REQUIRED WORK: Copy every record exactly, and keep the pictures out.

A run of records:
------------------------------------------------------------
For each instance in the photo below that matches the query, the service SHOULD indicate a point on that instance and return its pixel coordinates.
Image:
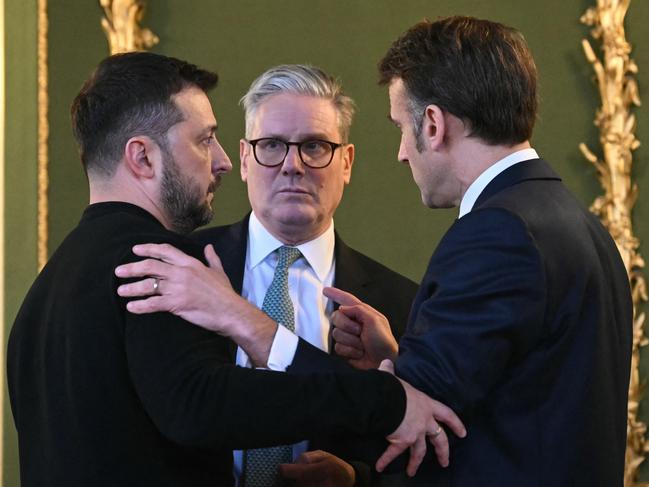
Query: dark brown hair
(128, 95)
(480, 71)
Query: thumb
(387, 366)
(212, 259)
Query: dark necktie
(260, 468)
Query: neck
(475, 157)
(127, 191)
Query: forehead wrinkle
(289, 118)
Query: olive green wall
(20, 183)
(381, 213)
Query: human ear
(142, 156)
(244, 153)
(433, 126)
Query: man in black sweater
(101, 396)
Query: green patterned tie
(260, 468)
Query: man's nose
(220, 161)
(402, 156)
(292, 162)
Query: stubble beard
(181, 198)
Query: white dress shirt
(307, 276)
(481, 182)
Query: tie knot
(287, 255)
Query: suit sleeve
(196, 397)
(480, 308)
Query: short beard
(181, 198)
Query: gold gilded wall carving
(43, 135)
(614, 72)
(121, 25)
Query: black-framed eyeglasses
(314, 153)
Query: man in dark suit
(523, 320)
(293, 203)
(104, 397)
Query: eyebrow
(301, 137)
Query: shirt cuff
(282, 351)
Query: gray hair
(299, 79)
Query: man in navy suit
(523, 320)
(296, 160)
(294, 198)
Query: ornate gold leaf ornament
(618, 89)
(43, 135)
(122, 28)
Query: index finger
(165, 252)
(391, 452)
(340, 296)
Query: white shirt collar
(319, 252)
(481, 182)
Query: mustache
(216, 182)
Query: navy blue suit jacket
(523, 325)
(370, 281)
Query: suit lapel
(350, 276)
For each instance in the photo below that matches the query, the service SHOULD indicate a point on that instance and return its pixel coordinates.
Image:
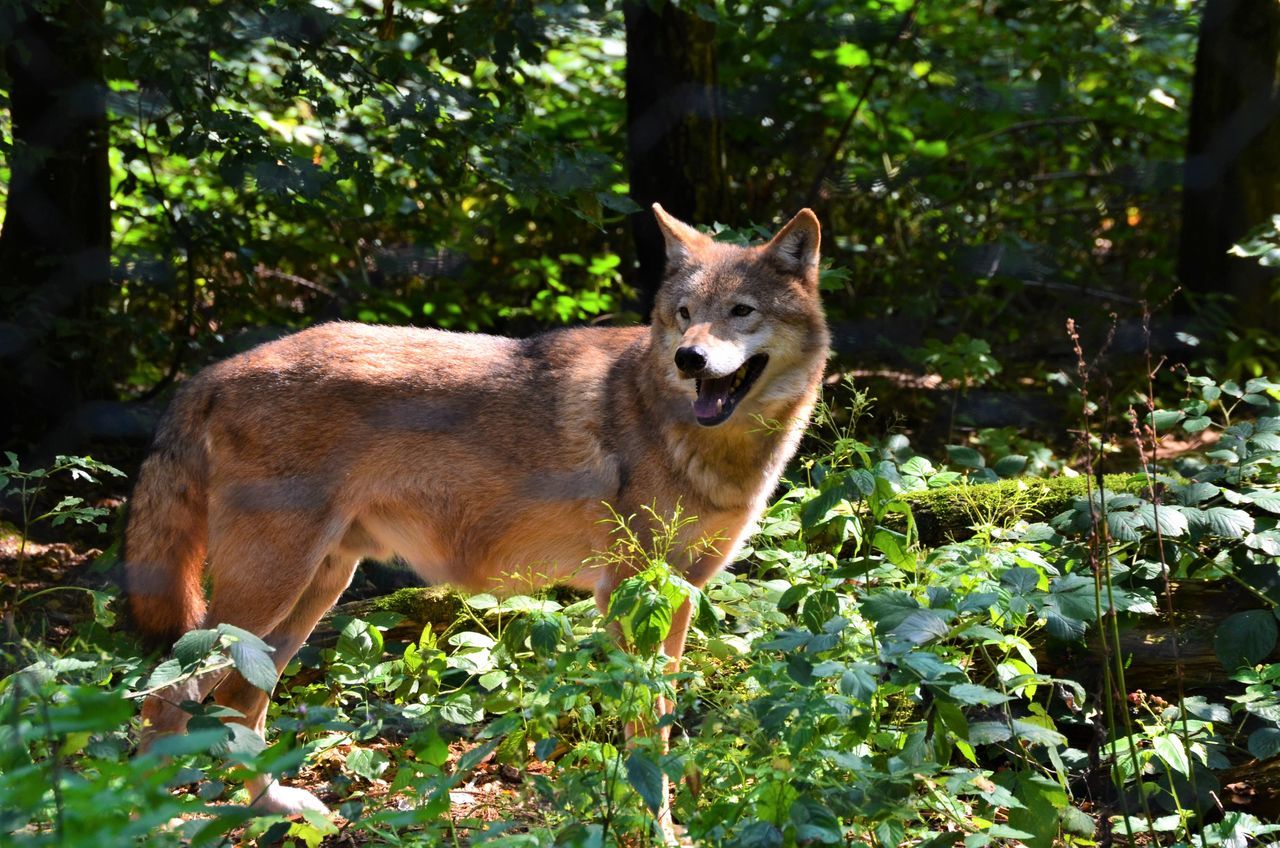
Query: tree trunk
(55, 241)
(1232, 178)
(675, 137)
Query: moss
(433, 603)
(949, 514)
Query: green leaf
(1173, 752)
(1010, 465)
(360, 643)
(1266, 500)
(165, 673)
(1037, 734)
(982, 733)
(1170, 519)
(241, 743)
(645, 778)
(544, 633)
(254, 665)
(368, 764)
(892, 545)
(1221, 521)
(974, 694)
(1244, 638)
(650, 621)
(920, 627)
(888, 609)
(1196, 424)
(818, 609)
(965, 456)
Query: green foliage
(842, 683)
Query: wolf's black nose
(691, 359)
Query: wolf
(479, 460)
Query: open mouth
(717, 397)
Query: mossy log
(950, 514)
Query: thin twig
(877, 65)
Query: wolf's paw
(288, 801)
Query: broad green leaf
(1171, 751)
(920, 627)
(1221, 521)
(888, 609)
(1010, 465)
(965, 456)
(165, 673)
(645, 778)
(1038, 816)
(1265, 743)
(368, 764)
(1244, 638)
(974, 694)
(254, 665)
(195, 646)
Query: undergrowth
(845, 683)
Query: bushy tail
(167, 536)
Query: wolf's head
(740, 328)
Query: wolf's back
(168, 529)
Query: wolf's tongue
(712, 395)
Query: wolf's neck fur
(734, 465)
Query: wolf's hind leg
(328, 583)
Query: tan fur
(487, 463)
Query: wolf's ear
(796, 245)
(681, 238)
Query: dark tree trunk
(55, 242)
(1232, 179)
(675, 138)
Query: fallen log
(950, 514)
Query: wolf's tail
(167, 536)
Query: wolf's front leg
(266, 794)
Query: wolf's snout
(691, 359)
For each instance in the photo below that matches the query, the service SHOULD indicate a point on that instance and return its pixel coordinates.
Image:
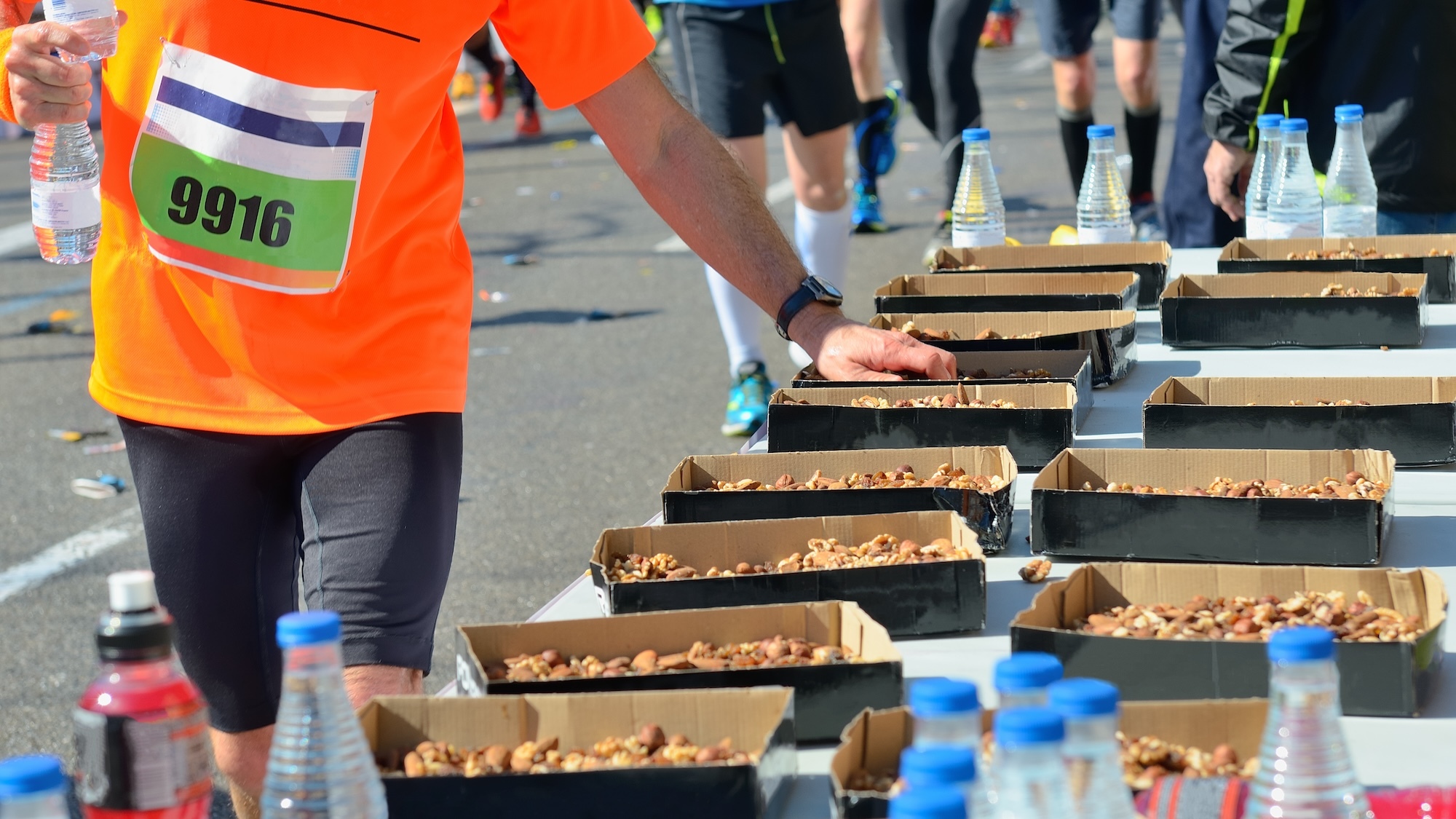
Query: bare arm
(688, 177)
------------------------------------------------------------
RESPONSE:
For each instance in the photo below that matches the query, the service SHOULD indicate a point on that instance and return its pixel coordinates.
Image:
Query: dark brown hair
(128, 95)
(480, 71)
Query: thumb
(387, 366)
(212, 259)
Query: dark necktie
(260, 468)
Query: neck
(475, 157)
(127, 191)
Query: forehead wrinkle
(289, 118)
Query: olive green wall
(20, 183)
(381, 213)
Query: human ear
(142, 156)
(244, 153)
(433, 126)
Query: man in black sweater
(101, 396)
Query: green patterned tie
(260, 468)
Query: man's nose
(220, 161)
(402, 156)
(292, 162)
Query: stubble beard
(181, 198)
Query: white dress shirt
(307, 276)
(481, 182)
Query: tie knot
(287, 255)
Query: suit sleeve
(196, 397)
(480, 308)
Query: short beard
(181, 198)
Query: gold gilded wall carving
(43, 135)
(614, 72)
(121, 25)
Query: black-framed eyeglasses
(314, 153)
Query: man in dark suit
(523, 320)
(293, 203)
(104, 397)
Query: eyebrow
(301, 137)
Query: shirt cuff
(282, 351)
Query: gray hair
(299, 79)
Query: man in navy suit
(523, 320)
(296, 160)
(294, 198)
Query: ornate gold leaf ornament
(618, 89)
(43, 135)
(122, 28)
Query: index finger
(165, 252)
(391, 452)
(340, 296)
Query: white shirt collar
(319, 252)
(481, 182)
Query: mustache
(216, 182)
Query: navy blue suit jacket
(523, 325)
(370, 281)
Query: suit lapel
(350, 276)
For each instance in the photo below that matches the query, the service SHOULD indicate a point on that instance and return its pixel coordinates.
Image:
Query: tree trunk
(55, 241)
(1232, 178)
(675, 137)
Query: moss
(433, 603)
(949, 514)
Query: green leaf
(1173, 752)
(1010, 465)
(360, 643)
(1266, 500)
(165, 673)
(1037, 734)
(982, 733)
(1170, 519)
(241, 743)
(645, 778)
(544, 633)
(254, 665)
(368, 764)
(892, 545)
(1221, 521)
(974, 694)
(1244, 638)
(650, 621)
(920, 627)
(888, 609)
(1196, 424)
(818, 609)
(965, 456)
Query: green foliage
(842, 683)
Query: wolf's black nose
(691, 359)
Query: wolf
(479, 460)
Query: open mouth
(717, 397)
Query: mossy log
(950, 514)
Query: thin twig
(877, 65)
Query: wolf's paw
(288, 801)
Query: broad green leaf
(1171, 751)
(920, 627)
(1221, 521)
(888, 609)
(1010, 465)
(965, 456)
(165, 673)
(645, 778)
(1038, 816)
(1265, 743)
(368, 764)
(1244, 638)
(974, 694)
(254, 665)
(195, 646)
Query: undergrowth
(845, 683)
Query: bushy tail
(167, 536)
Query: wolf's head
(740, 328)
Query: wolf's back
(168, 529)
Query: wolf's tongue
(712, 395)
Query: wolf's neck fur
(734, 465)
Query: wolf's hind leg
(328, 583)
Query: tan fur
(487, 463)
Query: wolf's ear
(796, 245)
(681, 238)
Query: dark tree trunk
(55, 242)
(1232, 179)
(675, 138)
Query: fallen log
(950, 514)
Query: wolf's tail
(167, 536)
Query: wolf's front leg
(266, 794)
Query: wolf's snout
(691, 359)
For each instance in the photo below that matches the query, the service SHOULD indicate a point on that instance and return its pixel coordinates.
Image:
Query: bare arm
(688, 177)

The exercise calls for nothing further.